Your task: Could you please output all of the data exactly, without the images?

*** Opening Material for this task ***

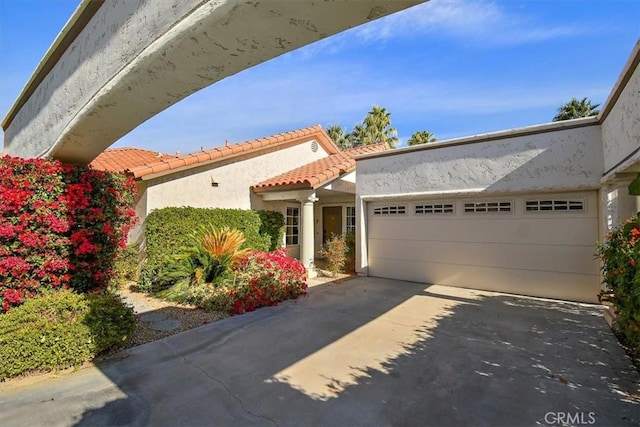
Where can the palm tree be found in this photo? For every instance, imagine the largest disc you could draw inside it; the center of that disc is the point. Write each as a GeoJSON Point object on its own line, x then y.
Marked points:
{"type": "Point", "coordinates": [340, 136]}
{"type": "Point", "coordinates": [575, 109]}
{"type": "Point", "coordinates": [421, 137]}
{"type": "Point", "coordinates": [375, 128]}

*** Closing Material for this task ***

Reply:
Where can the palm tree be found in this photo? For every instance, imagine the largest disc you could draw inside it; the center of that disc is the point. Write each as a GeoJSON Point object on its own line, x then y.
Marked points:
{"type": "Point", "coordinates": [340, 136]}
{"type": "Point", "coordinates": [575, 109]}
{"type": "Point", "coordinates": [421, 137]}
{"type": "Point", "coordinates": [375, 128]}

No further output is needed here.